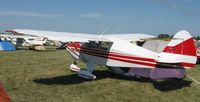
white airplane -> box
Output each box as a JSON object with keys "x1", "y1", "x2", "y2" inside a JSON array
[
  {"x1": 0, "y1": 34, "x2": 47, "y2": 47},
  {"x1": 6, "y1": 29, "x2": 197, "y2": 79}
]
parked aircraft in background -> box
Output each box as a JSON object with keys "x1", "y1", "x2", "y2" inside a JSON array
[
  {"x1": 0, "y1": 34, "x2": 47, "y2": 48},
  {"x1": 5, "y1": 29, "x2": 197, "y2": 79}
]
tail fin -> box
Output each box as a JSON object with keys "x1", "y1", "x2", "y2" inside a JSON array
[{"x1": 157, "y1": 30, "x2": 197, "y2": 68}]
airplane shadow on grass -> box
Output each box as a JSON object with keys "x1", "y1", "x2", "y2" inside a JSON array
[{"x1": 33, "y1": 70, "x2": 192, "y2": 91}]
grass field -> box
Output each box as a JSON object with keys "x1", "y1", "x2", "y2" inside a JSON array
[{"x1": 0, "y1": 50, "x2": 200, "y2": 102}]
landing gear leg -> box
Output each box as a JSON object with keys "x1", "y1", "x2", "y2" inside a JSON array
[
  {"x1": 69, "y1": 59, "x2": 81, "y2": 72},
  {"x1": 78, "y1": 63, "x2": 96, "y2": 79}
]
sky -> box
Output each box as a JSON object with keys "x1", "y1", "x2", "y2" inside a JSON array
[{"x1": 0, "y1": 0, "x2": 200, "y2": 35}]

• [Instructions to follow] Rescale everything in the data from the line containing "parked aircraft in background -> box" down to the end of the data, writing every line out again. Multiply each box coordinate in the answers by 1.15 and round it to a whole number, rounding halves up. Leave all other text unchanged.

• [Answer in full]
parked aircraft in background -> box
Output each box as a JSON object with keys "x1", "y1", "x2", "y2" inside a JSON array
[
  {"x1": 0, "y1": 39, "x2": 54, "y2": 55},
  {"x1": 6, "y1": 33, "x2": 227, "y2": 91}
]
tail fin -> box
Output each box as a JSON object with keys "x1", "y1", "x2", "y2" inside a JSON array
[{"x1": 181, "y1": 35, "x2": 227, "y2": 78}]
airplane shadow on grass -> box
Output each box as a JSON object with keys "x1", "y1", "x2", "y2" inside a JSON array
[{"x1": 38, "y1": 81, "x2": 221, "y2": 105}]
grass field -> box
Output each box as a JSON object with keys "x1", "y1", "x2", "y2" inside a JSON array
[{"x1": 0, "y1": 58, "x2": 230, "y2": 117}]
landing gear leg -> box
Output each box as a JSON object with keys "x1", "y1", "x2", "y2" inside a JSON array
[
  {"x1": 79, "y1": 68, "x2": 93, "y2": 83},
  {"x1": 90, "y1": 72, "x2": 110, "y2": 91}
]
sky -> box
Output each box as a JSON object with keys "x1", "y1", "x2", "y2" inside a JSON array
[{"x1": 0, "y1": 0, "x2": 230, "y2": 40}]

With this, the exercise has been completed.